**TASK ITEM**.
From the news report on the California Supreme Court ruling below, list every health plan the report names.

**PASSAGE FOR REVIEW**.
------------------------

SAN FRANCISCO — In a unanimous decision that could have ripple effects across California’s health care industry, the state Supreme Court has ruled that health plans like Aetna and Blue Shield can be sued over unpaid medical bills even if the plans passed financial responsibility to third parties.
The court’s opinion Monday in Centinela Freeman v. Health Net of California is a blow to health care plans and the so-called “risk bearing organizations,” or RBOs, that they regularly contract with in order to share the financial risk they take on in covering patients’ emergency medical expenses.
Affirming a decision by the Second District Court of Appeal, the state high court sided with doctors in ruling that plans can be sued for negligence if they pass financial risk to RBOs that they know are danger of becoming insolvent. Doing so, it said, leaves medical professionals out to dry after treating emergency room patients that they are required to care for under the law.
“Because the emergency care providers rely exclusively on health care service plans to arrange payment for services received by their enrollees, plans that transfer those responsibilities onto an [RBO] they know or should know will not make those payments have not only shirked their statutory obligations, but have essentially withheld from emergency care providers the fair compensation to which they are entitled,” Chief Justice Tani Cantil-Sakauye wrote in the court’s opinion.
The case stems from the collapse of La Vida, an RBO that shuttered in 2010 after years of financial strain. Defendant health plans including Health Net of California, Anthem Blue Cross, Aetna and Blue Shield contracted with La Vida to pay for plan members’ emergency room visits, in return for a share of their premiums. When La Vida failed to pay, the health plans refused to step in, plaintiffs allege.

------------------------

**MATERIAL SHOWN**.
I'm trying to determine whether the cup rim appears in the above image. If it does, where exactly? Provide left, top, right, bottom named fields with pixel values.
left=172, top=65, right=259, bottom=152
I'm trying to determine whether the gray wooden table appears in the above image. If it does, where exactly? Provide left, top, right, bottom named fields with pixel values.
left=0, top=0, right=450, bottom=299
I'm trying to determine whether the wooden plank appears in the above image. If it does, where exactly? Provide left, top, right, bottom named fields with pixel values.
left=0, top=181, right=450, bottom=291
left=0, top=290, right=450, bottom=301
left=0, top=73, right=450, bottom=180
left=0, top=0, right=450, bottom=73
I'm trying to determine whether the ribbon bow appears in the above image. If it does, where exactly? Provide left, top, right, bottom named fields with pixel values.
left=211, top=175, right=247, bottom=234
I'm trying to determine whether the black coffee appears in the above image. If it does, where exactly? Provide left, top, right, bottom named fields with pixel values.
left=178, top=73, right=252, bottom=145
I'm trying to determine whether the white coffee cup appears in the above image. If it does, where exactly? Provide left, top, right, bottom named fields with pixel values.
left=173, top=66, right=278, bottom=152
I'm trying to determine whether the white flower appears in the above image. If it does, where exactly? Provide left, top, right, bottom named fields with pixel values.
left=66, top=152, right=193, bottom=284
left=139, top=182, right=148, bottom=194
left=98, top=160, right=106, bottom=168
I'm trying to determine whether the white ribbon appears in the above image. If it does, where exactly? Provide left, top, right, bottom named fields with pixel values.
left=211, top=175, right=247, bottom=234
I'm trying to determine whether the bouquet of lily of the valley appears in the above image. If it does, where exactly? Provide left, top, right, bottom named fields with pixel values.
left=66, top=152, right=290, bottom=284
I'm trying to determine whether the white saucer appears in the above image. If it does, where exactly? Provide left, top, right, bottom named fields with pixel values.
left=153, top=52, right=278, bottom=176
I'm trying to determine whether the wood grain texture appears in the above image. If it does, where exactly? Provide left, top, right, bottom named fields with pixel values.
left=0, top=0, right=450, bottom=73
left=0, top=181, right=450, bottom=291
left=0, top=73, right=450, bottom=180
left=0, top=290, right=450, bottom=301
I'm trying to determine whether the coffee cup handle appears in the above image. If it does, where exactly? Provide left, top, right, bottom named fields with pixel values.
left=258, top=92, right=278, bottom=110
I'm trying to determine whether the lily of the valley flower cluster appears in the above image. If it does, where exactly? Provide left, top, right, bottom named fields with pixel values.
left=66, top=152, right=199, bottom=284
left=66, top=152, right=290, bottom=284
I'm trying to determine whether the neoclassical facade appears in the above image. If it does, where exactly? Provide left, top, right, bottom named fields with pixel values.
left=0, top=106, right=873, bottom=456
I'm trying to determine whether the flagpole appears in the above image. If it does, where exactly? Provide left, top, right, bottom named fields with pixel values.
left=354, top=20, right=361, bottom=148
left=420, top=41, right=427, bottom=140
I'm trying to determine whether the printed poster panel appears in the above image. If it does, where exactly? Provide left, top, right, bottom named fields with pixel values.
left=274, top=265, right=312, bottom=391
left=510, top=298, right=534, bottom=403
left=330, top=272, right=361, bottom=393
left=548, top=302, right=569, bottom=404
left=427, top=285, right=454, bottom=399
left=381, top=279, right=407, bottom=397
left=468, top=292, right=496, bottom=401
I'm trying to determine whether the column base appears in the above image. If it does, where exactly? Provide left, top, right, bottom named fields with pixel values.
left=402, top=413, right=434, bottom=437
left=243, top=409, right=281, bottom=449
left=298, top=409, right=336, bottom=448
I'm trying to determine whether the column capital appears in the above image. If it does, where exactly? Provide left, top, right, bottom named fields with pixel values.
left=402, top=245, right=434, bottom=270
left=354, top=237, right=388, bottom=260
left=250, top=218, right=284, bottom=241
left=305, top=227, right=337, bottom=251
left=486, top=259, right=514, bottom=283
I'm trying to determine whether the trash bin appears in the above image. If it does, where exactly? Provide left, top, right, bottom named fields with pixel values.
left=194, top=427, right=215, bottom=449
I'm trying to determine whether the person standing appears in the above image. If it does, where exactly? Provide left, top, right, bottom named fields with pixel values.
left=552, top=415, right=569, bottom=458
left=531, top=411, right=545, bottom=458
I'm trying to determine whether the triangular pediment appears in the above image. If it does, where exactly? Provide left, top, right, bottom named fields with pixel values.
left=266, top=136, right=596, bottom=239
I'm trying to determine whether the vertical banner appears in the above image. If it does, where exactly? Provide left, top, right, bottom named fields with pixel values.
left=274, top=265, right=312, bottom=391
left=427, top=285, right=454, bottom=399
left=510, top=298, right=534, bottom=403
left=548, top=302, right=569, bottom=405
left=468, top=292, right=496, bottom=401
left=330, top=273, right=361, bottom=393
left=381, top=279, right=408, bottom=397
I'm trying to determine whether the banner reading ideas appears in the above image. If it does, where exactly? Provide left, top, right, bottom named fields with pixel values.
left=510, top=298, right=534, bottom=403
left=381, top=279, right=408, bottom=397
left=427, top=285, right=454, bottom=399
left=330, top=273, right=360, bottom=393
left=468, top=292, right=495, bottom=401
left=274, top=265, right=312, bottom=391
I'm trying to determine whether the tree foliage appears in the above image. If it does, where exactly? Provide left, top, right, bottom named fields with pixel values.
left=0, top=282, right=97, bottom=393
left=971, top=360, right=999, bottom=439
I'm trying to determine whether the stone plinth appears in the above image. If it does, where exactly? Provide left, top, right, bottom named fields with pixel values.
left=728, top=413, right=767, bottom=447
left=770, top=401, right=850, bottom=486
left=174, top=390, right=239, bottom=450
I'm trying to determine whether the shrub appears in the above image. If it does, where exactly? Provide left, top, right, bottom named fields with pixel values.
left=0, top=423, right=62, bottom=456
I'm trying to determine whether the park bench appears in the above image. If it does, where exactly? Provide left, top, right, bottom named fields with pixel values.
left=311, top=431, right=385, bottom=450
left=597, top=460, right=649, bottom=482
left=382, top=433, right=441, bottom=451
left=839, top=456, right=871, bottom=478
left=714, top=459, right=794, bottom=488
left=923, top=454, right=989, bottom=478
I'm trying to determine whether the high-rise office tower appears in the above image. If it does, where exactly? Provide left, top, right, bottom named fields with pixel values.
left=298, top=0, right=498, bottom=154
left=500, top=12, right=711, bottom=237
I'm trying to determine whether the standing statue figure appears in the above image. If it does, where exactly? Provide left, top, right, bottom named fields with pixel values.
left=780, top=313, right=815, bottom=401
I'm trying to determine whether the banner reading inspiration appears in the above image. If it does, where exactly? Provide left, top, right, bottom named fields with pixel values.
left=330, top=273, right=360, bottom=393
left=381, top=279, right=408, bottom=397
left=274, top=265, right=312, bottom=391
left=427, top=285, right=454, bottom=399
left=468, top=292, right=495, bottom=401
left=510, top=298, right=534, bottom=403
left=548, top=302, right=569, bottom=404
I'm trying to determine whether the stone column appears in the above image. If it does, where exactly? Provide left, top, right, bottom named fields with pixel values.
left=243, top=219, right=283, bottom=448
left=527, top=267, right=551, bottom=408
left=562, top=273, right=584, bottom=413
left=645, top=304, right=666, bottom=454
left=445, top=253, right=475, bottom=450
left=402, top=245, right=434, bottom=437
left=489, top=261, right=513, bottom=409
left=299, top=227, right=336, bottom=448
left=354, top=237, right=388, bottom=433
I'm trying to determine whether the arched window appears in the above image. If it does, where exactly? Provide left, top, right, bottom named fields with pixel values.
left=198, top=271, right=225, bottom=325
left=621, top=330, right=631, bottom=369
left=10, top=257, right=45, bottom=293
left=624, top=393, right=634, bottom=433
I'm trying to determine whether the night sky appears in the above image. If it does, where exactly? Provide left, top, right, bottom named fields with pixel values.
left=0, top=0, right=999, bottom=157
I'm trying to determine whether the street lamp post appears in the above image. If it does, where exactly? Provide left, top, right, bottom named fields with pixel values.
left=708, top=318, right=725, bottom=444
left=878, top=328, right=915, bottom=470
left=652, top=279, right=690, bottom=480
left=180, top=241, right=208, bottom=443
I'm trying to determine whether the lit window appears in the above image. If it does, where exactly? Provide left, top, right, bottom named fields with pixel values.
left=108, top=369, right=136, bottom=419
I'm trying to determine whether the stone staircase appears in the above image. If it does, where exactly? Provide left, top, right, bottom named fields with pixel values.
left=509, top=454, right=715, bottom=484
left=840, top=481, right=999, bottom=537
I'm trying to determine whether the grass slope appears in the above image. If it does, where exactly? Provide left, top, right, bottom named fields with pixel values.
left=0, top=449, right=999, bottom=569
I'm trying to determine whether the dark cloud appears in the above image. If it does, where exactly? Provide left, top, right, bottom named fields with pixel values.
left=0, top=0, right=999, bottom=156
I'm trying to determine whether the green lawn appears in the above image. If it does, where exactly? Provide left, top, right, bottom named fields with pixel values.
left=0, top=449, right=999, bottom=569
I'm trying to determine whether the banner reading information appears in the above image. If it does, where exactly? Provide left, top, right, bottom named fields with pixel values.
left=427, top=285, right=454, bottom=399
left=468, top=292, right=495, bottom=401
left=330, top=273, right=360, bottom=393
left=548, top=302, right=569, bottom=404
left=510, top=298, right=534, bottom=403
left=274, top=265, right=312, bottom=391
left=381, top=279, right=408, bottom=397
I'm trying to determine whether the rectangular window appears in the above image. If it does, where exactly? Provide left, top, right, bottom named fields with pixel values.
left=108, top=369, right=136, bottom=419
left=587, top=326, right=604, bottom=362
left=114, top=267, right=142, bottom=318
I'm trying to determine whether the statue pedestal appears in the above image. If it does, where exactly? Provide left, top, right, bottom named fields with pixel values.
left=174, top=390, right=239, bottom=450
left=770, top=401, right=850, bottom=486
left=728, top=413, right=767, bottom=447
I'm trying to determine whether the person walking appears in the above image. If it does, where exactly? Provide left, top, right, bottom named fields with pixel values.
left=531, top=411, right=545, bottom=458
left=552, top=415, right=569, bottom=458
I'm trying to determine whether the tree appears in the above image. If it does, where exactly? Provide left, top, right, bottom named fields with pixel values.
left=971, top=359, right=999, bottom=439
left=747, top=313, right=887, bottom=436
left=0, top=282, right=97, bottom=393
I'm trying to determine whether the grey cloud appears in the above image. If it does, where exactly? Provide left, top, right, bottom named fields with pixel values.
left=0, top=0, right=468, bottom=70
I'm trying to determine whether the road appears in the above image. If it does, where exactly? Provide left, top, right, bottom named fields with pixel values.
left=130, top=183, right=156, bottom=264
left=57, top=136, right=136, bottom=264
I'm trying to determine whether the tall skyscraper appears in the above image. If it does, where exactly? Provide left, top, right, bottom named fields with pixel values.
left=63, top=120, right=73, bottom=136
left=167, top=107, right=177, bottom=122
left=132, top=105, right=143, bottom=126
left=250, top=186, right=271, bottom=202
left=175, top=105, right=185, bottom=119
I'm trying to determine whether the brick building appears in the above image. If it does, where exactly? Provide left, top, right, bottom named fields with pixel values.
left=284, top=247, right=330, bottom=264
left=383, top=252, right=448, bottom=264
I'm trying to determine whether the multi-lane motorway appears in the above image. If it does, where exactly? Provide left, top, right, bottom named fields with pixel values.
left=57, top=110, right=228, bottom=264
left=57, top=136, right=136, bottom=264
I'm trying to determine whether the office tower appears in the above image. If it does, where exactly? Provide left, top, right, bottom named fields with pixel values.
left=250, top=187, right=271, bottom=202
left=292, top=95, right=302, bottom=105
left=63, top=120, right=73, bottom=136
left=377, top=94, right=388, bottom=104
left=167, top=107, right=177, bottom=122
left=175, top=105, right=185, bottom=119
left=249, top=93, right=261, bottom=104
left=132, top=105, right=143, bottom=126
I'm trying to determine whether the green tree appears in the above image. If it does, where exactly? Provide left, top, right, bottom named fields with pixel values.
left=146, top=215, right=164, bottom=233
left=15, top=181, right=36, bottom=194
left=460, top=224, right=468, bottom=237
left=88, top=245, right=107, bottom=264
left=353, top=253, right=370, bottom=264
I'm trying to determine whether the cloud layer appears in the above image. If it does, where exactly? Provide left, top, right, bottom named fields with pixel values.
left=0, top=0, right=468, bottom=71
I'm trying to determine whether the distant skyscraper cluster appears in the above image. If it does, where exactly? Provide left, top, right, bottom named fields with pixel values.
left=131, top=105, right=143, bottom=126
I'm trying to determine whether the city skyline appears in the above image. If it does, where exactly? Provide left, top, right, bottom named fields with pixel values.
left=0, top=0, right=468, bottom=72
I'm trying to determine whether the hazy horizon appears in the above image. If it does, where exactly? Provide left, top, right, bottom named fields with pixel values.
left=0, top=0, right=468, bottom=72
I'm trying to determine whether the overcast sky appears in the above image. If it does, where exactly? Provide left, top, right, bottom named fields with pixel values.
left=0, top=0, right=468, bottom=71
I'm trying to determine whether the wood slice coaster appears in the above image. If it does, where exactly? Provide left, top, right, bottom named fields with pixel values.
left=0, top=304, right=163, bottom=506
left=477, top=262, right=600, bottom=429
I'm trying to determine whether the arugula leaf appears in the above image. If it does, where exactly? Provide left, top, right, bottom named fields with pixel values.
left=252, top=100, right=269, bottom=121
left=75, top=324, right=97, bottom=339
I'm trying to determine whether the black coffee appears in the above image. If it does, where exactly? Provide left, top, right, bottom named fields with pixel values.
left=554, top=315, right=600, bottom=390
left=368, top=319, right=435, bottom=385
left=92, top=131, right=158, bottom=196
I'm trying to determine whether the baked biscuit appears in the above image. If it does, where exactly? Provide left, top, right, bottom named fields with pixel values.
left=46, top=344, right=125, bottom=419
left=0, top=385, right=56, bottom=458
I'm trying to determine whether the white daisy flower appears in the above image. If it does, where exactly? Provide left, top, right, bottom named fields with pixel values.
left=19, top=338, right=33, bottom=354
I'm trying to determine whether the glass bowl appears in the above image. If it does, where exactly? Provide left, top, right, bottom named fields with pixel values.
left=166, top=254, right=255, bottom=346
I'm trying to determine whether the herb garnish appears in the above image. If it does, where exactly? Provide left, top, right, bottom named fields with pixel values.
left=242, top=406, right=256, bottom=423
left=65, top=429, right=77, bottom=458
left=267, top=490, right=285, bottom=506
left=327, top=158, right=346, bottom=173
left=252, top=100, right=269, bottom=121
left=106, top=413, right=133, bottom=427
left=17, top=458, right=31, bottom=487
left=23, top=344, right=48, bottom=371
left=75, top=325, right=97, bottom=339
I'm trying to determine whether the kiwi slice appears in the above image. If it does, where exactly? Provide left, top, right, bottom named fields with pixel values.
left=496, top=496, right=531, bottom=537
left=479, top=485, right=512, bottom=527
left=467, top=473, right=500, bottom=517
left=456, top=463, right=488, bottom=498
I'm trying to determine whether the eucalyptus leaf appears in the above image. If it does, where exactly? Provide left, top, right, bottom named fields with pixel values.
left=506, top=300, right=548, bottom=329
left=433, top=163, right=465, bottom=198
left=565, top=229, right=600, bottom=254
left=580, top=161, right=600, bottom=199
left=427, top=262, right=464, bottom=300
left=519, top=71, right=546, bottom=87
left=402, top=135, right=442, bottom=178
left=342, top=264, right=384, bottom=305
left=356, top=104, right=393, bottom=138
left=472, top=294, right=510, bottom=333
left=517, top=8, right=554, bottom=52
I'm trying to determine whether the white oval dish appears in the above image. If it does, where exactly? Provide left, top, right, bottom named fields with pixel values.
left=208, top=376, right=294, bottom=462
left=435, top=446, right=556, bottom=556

------------------------

**PROBLEM SOLUTION**.
Aetna, Blue Shield, Health Net of California, Anthem Blue Cross